Auch während des G-8-Gipfels reißt die Serie schlechter Nachrichten für Silvio Berlusconi nicht ab. (Foto: Foto: dpa)

Die Ehefrau des französischen Präsidenten Nicolas Sarkozy sagte kurzerhand das "Damenprogramm" im Rahmen des G-8-Gipfels ab. Sie trifft erst später im Tagungsort L'Aquila ein. Laut der Zeitung Le Figaro will sie sich damit von den Eskapaden des italienischen Premierministers distanzieren.

Brunis Absage dürfte noch das geringste PR-Problem Berlusconis sein. Während er an der Seite der deutschen Kanzlerin Angela Merkel im Erdbebengebiet um L'Aquila den unerschütterlichen Helfer in der Not gibt, nehmen die diplomatischen Erosionen im Umfeld des G-8-Gipfels zu. Seine Untergebenen müssen sogar peinliche Abhörgerüchte dementieren.

Dabei wollte sich der Cavaliere Italien und der Welt als Staatsmann de luxe präsentieren. Nach Scheidungskrach, Korruptionsskandalen, Frauengeschichten und Gartenspielen wollte der Ministerpräsident die drei Gipfeltage nutzen, um endlich wieder Pluspunkte in der Öffentlichkeit zu sammeln.

Doch dann störte eine bizarre James-Bond-Nummer das Abruzzen-Idyll: Die italienische Delegation soll erwogen haben, die Gespräche zwischen anderen Staats- und Regierungschefs abzuhören. Laut der Zeitung Financial Times gab es Pläne, die Gastgeberrolle auszunutzen und Tonverbindungen zu installieren, um den Inhalt von Gesprächen ohne italienische Beteiligung zu erfahren.

Die Italiener hörten angeblich mit

Weil von den Verhandlungen nichts an die Öffentlichkeit dringen soll, nehmen an den Gesprächen nur die jeweiligen Staats- und Regierungschefs teil, begleitet von ihren Sherpas. Diese Unterhändler sind bereits im Vorfeld der Gipfel mit den Vorverhandlungen betraut. Die einzigen Sätze, die aus diesen Treffen nach draußen dringen, werden mit digitalen Stiften direkt an andere Delegationsmitglieder übermittelt. Tonaufnahmen und Notizen auf Papier sind streng verboten.

Die ausgeschlossenen Diplomaten können die Gespräche zwar in anderen Zimmern auf Video verfolgen, allerdings ohne Ton - und mit schwarzen Balken über den Mündern der Gefilmten. Auch Lippenleser sollen keine Chance haben. Mit eigenen Mikrofonen hätten Berlusconis Lauscher also gegen das Gipfelprotokoll verstoßen.

"Erzählt den anderen Delegationen nichts von unserer Anlage, sonst wollen sie alle eine," soll es in einem internen Dokument heißen. Nur die Tatsache, dass der Plan der Zeitung bekannt wurde, und die Bedenken einiger Offizieller, die Aktion könnte den Tatbestand der Spionage erfüllen, hätten die Installation letztlich verhindert.

- - - - -

→ **Zielsetzung A**
Laut welcher Zeitung will sich die Ehefrau des französischen Präsidenten im Text über den G-8-Gipfel von den Eskapaden des italienischen Premierministers distanzieren?
→ **Zielsetzung B**
Bitte übernimm aus dem Text über den G-8-Gipfel wortgetreu den Abschnitt, der bei „Auch während des“ beginnt und bei „sogar peinliche Abhörgerüchte dementieren.“ endet.
→ **Zielsetzung C**
Nenne alle Affären und Ärgernisse, die der Text über den G-8-Gipfel im Satz mit „Nach Scheidungskrach“ aufzählt.
Die Einträge spielen hierfür keine Rolle.

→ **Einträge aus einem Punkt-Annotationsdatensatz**
- - - - -

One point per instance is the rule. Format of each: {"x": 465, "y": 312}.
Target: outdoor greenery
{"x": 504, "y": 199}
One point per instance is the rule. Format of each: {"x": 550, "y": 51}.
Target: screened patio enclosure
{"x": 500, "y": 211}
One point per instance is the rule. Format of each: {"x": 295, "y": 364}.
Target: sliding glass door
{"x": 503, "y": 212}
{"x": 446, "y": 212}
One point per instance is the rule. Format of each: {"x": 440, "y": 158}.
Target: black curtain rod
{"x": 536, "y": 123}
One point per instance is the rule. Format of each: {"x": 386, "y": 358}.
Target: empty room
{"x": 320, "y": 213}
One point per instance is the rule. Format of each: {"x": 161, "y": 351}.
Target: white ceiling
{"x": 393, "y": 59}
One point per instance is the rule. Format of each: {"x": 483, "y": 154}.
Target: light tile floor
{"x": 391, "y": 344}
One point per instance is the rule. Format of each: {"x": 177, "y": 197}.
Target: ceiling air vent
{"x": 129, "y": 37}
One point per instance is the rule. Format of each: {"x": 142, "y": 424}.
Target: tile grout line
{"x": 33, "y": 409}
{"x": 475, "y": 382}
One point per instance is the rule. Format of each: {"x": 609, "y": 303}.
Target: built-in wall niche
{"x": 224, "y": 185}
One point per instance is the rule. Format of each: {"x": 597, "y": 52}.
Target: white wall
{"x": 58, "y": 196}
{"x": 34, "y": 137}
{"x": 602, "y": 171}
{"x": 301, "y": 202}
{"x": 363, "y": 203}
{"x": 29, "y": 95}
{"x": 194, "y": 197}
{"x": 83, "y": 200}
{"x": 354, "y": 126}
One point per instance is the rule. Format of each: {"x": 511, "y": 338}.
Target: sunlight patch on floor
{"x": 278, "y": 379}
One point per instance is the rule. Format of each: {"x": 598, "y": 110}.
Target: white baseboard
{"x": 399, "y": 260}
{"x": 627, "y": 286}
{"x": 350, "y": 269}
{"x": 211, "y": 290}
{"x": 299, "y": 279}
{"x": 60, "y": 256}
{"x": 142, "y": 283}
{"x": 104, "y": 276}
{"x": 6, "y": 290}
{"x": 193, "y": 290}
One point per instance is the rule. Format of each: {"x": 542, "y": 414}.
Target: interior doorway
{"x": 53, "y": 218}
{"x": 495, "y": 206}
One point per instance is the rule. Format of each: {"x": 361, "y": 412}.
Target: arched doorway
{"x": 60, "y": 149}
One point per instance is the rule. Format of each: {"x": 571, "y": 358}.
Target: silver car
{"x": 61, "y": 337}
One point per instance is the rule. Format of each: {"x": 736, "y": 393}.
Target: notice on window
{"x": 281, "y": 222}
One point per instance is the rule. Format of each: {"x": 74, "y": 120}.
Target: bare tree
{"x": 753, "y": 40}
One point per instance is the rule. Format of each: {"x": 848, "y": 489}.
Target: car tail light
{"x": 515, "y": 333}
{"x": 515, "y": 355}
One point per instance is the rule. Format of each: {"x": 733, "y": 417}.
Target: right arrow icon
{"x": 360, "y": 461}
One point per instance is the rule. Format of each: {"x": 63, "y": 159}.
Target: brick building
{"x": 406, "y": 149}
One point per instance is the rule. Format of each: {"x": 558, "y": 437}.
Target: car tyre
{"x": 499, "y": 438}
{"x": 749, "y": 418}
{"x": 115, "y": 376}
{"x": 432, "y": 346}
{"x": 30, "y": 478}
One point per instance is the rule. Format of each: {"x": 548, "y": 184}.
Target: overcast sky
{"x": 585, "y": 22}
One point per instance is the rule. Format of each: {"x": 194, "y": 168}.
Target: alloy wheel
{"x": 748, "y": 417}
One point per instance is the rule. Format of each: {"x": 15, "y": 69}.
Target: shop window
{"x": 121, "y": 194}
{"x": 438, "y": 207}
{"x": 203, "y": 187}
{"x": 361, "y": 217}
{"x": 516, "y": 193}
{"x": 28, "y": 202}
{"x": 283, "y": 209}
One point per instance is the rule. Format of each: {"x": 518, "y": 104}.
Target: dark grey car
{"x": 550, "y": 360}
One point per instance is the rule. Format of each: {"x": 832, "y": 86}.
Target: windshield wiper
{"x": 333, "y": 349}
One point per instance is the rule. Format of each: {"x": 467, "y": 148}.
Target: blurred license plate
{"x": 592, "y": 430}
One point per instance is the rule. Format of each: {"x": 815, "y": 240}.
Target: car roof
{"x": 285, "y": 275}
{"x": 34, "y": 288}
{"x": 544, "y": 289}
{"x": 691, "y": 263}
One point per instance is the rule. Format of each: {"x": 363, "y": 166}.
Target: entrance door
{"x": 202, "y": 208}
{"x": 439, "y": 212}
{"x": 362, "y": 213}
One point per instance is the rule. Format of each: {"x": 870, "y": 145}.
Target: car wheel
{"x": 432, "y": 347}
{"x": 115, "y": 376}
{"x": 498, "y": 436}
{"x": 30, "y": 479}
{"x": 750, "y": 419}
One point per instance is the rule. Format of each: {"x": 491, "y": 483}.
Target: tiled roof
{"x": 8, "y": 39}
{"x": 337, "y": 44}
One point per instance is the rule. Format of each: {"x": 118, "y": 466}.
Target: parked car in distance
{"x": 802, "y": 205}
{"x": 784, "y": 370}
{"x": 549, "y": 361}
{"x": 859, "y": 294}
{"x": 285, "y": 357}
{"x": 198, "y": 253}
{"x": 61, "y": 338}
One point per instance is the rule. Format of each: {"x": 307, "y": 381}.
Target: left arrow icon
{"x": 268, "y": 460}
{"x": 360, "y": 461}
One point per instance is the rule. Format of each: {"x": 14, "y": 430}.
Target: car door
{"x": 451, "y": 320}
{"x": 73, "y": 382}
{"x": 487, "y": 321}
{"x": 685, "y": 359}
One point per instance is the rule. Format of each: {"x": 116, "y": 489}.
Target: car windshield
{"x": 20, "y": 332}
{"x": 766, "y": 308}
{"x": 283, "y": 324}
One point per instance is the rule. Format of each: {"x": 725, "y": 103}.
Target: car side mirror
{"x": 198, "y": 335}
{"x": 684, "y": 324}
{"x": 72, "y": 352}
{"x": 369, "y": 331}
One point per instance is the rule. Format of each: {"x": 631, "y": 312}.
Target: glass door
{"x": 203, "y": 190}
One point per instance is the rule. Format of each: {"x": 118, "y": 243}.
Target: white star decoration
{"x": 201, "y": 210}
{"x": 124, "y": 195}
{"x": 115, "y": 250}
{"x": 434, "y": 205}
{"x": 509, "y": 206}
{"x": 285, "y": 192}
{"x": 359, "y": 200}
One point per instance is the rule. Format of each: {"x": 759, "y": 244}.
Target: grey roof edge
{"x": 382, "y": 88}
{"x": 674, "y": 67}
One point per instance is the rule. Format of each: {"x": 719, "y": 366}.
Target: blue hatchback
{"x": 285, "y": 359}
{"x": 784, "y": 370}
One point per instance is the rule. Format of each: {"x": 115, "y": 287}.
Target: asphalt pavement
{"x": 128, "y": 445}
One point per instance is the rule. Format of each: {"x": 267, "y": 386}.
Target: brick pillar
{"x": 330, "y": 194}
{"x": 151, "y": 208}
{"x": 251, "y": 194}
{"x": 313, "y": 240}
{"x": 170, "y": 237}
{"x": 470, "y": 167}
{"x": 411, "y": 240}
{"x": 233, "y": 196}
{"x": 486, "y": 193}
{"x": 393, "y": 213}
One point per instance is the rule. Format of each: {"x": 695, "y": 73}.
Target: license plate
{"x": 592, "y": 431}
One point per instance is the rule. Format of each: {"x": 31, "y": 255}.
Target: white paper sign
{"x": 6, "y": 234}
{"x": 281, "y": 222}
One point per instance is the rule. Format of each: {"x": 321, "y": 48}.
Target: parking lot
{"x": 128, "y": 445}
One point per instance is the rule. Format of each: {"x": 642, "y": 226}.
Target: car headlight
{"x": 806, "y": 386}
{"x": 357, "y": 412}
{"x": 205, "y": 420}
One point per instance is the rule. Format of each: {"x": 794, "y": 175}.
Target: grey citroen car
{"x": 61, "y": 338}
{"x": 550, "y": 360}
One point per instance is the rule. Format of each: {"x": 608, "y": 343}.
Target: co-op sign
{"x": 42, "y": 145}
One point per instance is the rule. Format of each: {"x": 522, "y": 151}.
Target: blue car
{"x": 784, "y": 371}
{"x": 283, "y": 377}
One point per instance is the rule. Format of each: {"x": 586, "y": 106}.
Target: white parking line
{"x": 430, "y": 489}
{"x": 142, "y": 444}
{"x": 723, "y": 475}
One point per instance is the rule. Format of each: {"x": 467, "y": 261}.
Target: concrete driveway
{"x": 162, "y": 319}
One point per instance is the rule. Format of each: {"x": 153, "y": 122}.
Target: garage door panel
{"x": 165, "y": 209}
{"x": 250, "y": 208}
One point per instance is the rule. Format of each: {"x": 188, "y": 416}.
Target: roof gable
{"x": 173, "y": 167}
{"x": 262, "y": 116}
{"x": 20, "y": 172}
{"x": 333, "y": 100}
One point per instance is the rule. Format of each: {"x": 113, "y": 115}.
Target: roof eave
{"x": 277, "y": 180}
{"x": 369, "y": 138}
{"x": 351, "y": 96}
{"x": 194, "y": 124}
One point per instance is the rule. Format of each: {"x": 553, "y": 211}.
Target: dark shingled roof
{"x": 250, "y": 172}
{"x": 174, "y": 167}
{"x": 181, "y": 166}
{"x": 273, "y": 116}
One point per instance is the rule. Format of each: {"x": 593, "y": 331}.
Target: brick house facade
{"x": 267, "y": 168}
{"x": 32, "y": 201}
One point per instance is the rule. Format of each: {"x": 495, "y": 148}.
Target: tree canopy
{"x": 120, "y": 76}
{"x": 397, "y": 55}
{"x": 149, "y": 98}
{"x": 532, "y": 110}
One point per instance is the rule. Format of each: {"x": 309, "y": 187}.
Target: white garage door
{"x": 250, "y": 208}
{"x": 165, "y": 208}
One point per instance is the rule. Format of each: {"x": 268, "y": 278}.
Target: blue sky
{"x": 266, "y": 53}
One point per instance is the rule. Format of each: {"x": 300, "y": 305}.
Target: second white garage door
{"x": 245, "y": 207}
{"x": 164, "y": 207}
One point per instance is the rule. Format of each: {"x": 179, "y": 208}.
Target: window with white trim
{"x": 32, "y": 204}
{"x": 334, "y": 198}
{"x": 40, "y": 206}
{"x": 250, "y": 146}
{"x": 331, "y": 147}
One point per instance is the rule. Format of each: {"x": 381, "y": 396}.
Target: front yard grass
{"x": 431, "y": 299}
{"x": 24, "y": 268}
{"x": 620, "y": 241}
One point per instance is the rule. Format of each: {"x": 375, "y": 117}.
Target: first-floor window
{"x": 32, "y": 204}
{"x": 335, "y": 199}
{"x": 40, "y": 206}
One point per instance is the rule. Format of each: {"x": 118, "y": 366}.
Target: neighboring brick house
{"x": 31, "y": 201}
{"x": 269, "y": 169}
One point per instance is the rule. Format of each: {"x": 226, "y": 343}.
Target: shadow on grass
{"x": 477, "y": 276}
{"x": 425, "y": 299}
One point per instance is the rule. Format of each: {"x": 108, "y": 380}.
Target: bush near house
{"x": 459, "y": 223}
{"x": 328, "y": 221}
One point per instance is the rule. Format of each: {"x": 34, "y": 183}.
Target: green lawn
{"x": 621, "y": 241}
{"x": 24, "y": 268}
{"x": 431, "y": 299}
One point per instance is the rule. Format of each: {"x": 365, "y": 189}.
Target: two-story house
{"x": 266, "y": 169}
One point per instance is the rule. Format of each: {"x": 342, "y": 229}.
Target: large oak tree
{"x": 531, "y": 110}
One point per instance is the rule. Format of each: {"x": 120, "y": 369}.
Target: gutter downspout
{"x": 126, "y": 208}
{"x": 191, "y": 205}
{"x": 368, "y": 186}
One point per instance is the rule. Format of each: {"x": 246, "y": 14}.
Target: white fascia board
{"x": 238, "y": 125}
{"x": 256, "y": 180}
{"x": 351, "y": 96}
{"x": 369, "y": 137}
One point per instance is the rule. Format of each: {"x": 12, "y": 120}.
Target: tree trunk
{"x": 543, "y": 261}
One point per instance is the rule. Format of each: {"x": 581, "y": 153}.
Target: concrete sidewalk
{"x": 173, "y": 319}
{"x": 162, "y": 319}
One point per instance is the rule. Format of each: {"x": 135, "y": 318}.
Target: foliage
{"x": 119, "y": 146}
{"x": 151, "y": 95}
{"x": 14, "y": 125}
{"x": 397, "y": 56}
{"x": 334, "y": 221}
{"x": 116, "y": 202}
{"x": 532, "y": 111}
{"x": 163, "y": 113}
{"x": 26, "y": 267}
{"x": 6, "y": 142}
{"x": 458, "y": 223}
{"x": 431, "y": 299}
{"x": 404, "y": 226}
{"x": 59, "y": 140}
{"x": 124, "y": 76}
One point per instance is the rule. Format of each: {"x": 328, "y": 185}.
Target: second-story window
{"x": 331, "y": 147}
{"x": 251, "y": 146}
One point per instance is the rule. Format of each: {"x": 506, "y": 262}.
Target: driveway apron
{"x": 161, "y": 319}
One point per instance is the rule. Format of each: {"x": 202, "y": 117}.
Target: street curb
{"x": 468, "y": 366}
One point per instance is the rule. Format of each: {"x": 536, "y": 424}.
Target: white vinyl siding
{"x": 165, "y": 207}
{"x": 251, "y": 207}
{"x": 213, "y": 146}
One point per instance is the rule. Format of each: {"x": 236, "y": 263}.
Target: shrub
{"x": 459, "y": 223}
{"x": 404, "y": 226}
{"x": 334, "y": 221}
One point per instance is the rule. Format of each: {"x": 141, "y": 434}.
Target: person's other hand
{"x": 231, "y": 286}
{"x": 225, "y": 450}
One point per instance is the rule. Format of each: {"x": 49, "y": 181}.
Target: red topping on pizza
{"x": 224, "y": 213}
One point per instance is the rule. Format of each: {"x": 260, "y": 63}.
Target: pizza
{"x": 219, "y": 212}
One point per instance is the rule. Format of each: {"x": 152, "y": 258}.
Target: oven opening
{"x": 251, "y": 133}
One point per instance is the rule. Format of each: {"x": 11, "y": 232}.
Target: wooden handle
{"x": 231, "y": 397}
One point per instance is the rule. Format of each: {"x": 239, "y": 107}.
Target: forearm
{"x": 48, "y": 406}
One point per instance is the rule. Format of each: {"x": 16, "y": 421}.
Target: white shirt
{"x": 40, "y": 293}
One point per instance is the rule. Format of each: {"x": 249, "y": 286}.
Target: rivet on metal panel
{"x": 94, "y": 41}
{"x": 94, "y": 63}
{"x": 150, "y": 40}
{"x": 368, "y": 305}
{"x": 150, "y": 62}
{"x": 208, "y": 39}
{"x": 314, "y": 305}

- - - - -

→ **Musterlösung A**
Laut der Zeitung Le Figaro.

→ **Musterlösung B**
Auch während des G-8-Gipfels reißt die Serie schlechter Nachrichten für Silvio Berlusconi nicht ab. (Foto: Foto: dpa)

Die Ehefrau des französischen Präsidenten Nicolas Sarkozy sagte kurzerhand das "Damenprogramm" im Rahmen des G-8-Gipfels ab. Sie trifft erst später im Tagungsort L'Aquila ein. Laut der Zeitung Le Figaro will sie sich damit von den Eskapaden des italienischen Premierministers distanzieren.

Brunis Absage dürfte noch das geringste PR-Problem Berlusconis sein. Während er an der Seite der deutschen Kanzlerin Angela Merkel im Erdbebengebiet um L'Aquila den unerschütterlichen Helfer in der Not gibt, nehmen die diplomatischen Erosionen im Umfeld des G-8-Gipfels zu. Seine Untergebenen müssen sogar peinliche Abhörgerüchte dementieren.

→ **Musterlösung C**
Scheidungskrach, Korruptionsskandale, Frauengeschichten, Gartenspiele